▸ **Written instruction**
Go through the entries below and write each one out exactly.

.....

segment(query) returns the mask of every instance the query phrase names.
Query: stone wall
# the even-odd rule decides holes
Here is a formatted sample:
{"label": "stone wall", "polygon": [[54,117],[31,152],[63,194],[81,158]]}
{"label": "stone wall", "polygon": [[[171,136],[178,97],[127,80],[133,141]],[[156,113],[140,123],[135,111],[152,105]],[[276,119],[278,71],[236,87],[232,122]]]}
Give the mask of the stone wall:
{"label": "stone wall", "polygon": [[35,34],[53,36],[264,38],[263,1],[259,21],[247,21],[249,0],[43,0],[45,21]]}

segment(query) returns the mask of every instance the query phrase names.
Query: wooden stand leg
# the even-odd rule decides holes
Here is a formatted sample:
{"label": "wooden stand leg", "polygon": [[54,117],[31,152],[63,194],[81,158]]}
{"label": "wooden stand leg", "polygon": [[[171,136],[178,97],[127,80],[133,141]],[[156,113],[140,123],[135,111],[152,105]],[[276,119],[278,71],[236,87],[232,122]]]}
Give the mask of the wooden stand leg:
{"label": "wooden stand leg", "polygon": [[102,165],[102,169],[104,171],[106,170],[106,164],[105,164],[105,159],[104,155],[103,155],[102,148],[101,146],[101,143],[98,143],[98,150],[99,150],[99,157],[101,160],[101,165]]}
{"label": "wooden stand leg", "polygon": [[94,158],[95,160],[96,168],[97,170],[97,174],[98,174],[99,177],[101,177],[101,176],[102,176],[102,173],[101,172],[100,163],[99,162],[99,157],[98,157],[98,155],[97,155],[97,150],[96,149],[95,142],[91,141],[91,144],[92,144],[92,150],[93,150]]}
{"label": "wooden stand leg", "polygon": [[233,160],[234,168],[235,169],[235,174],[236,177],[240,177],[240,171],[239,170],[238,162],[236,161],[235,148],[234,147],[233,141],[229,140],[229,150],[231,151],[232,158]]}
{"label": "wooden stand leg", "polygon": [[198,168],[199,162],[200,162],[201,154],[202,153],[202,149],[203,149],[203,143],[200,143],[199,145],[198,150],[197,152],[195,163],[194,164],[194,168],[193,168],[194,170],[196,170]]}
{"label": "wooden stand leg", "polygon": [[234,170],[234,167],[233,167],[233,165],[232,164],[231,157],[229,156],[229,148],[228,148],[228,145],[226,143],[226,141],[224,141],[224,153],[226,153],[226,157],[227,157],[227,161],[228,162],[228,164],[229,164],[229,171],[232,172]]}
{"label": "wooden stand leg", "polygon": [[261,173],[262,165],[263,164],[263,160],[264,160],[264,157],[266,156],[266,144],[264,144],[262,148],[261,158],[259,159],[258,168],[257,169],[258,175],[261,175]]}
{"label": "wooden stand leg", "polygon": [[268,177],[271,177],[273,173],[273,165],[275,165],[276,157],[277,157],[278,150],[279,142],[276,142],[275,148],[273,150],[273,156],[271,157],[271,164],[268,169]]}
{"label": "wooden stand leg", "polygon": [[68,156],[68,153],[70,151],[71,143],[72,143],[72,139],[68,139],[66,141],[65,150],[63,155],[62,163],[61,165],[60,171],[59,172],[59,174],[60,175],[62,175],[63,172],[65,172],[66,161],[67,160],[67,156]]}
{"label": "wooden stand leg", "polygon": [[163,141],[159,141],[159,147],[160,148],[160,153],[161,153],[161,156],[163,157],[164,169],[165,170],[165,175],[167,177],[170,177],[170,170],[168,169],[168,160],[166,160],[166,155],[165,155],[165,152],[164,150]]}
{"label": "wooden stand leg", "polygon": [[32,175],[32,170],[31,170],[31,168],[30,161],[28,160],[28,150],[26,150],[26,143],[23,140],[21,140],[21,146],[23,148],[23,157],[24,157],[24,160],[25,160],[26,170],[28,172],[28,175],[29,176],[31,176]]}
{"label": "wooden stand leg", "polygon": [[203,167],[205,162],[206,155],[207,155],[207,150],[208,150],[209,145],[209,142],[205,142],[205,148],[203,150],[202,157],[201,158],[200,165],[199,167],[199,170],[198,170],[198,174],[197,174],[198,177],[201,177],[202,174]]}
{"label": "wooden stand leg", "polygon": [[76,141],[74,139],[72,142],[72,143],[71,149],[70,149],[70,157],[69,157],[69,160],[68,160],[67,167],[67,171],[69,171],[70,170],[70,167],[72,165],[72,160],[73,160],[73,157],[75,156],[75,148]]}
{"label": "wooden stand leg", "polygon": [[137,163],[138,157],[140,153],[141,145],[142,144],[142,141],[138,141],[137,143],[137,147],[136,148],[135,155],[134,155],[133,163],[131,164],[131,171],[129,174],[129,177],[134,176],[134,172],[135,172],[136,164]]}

.....

▸ **Written answer**
segment(query) returns the mask of every instance the query phrase names.
Query: stone wall
# the even-odd rule decides holes
Here is a formatted sample:
{"label": "stone wall", "polygon": [[54,117],[31,152],[63,194],[81,158]]}
{"label": "stone wall", "polygon": [[[171,136],[178,97],[127,80],[133,141]],[[156,113],[140,123],[135,111],[152,105]],[[276,119],[278,71],[236,87],[232,122]]]}
Give the mask of the stone wall:
{"label": "stone wall", "polygon": [[35,34],[53,36],[264,38],[263,1],[259,21],[247,21],[249,0],[43,0],[45,21]]}

segment(query) returns the mask of every instance the query phrase names.
Query: wooden stand leg
# the even-odd rule decides holes
Here is a formatted sample:
{"label": "wooden stand leg", "polygon": [[54,117],[31,152],[63,194],[81,158]]}
{"label": "wooden stand leg", "polygon": [[[171,136],[178,97],[127,80],[133,141]],[[156,113],[140,123],[135,111],[152,105]],[[276,119],[278,71],[236,87],[232,122]]]}
Give the mask of the wooden stand leg:
{"label": "wooden stand leg", "polygon": [[102,165],[102,169],[104,171],[106,170],[106,164],[105,164],[105,159],[104,155],[103,155],[102,148],[101,146],[101,143],[98,143],[98,150],[99,150],[99,157],[101,160],[101,165]]}
{"label": "wooden stand leg", "polygon": [[94,158],[95,160],[96,168],[97,170],[97,174],[98,174],[99,177],[101,177],[101,176],[102,176],[102,173],[101,172],[100,163],[99,162],[99,157],[98,157],[98,155],[97,155],[97,150],[96,149],[95,142],[91,141],[91,144],[92,144],[92,150],[93,150]]}
{"label": "wooden stand leg", "polygon": [[233,160],[234,168],[235,169],[235,174],[236,177],[240,177],[240,171],[239,170],[238,162],[236,161],[235,148],[234,147],[233,141],[229,140],[229,150],[231,151],[232,158]]}
{"label": "wooden stand leg", "polygon": [[198,168],[199,162],[200,162],[201,154],[202,153],[202,149],[203,149],[203,143],[200,143],[199,145],[198,150],[197,152],[195,163],[194,164],[194,168],[193,168],[194,170],[196,170]]}
{"label": "wooden stand leg", "polygon": [[234,170],[234,167],[233,167],[233,165],[232,164],[231,157],[229,156],[229,148],[228,148],[228,145],[226,143],[226,141],[224,141],[224,153],[226,153],[226,157],[227,157],[227,161],[228,162],[228,164],[229,164],[229,171],[232,172]]}
{"label": "wooden stand leg", "polygon": [[261,173],[262,165],[263,164],[263,160],[264,160],[264,157],[266,156],[266,144],[264,144],[262,148],[261,158],[259,159],[258,168],[257,169],[258,175],[261,175]]}
{"label": "wooden stand leg", "polygon": [[268,177],[271,177],[273,173],[273,165],[275,165],[276,157],[277,157],[278,150],[279,142],[276,142],[275,148],[273,150],[273,156],[271,157],[271,164],[268,169]]}
{"label": "wooden stand leg", "polygon": [[68,156],[68,153],[70,151],[71,143],[72,143],[72,139],[68,139],[66,141],[65,150],[63,155],[62,163],[61,165],[60,171],[59,172],[59,174],[60,175],[62,175],[63,172],[65,172],[66,161],[67,160],[67,156]]}
{"label": "wooden stand leg", "polygon": [[163,141],[159,141],[159,147],[160,148],[160,153],[161,153],[161,156],[163,157],[164,169],[165,170],[165,175],[167,177],[170,177],[170,170],[168,169],[168,160],[166,160],[166,155],[165,155],[165,152],[164,150]]}
{"label": "wooden stand leg", "polygon": [[32,175],[32,170],[31,170],[31,168],[30,161],[28,160],[28,150],[26,150],[26,143],[23,140],[21,140],[21,146],[23,148],[23,157],[24,157],[24,160],[25,160],[26,170],[28,172],[28,175],[29,176],[31,176]]}
{"label": "wooden stand leg", "polygon": [[203,167],[205,162],[206,155],[207,155],[207,150],[208,150],[209,145],[209,142],[205,142],[205,148],[203,150],[202,157],[201,158],[200,165],[199,167],[199,170],[198,170],[198,174],[197,174],[198,177],[201,177],[202,174]]}
{"label": "wooden stand leg", "polygon": [[76,141],[74,139],[72,142],[72,143],[71,149],[70,149],[70,157],[69,157],[69,160],[68,160],[67,167],[67,171],[69,171],[70,170],[70,167],[72,165],[72,160],[73,160],[73,157],[75,156],[75,148]]}
{"label": "wooden stand leg", "polygon": [[137,163],[138,157],[140,153],[141,145],[142,144],[142,141],[138,141],[137,143],[137,147],[136,148],[135,155],[134,155],[133,163],[131,164],[131,171],[129,174],[129,177],[134,176],[134,172],[135,172],[136,164]]}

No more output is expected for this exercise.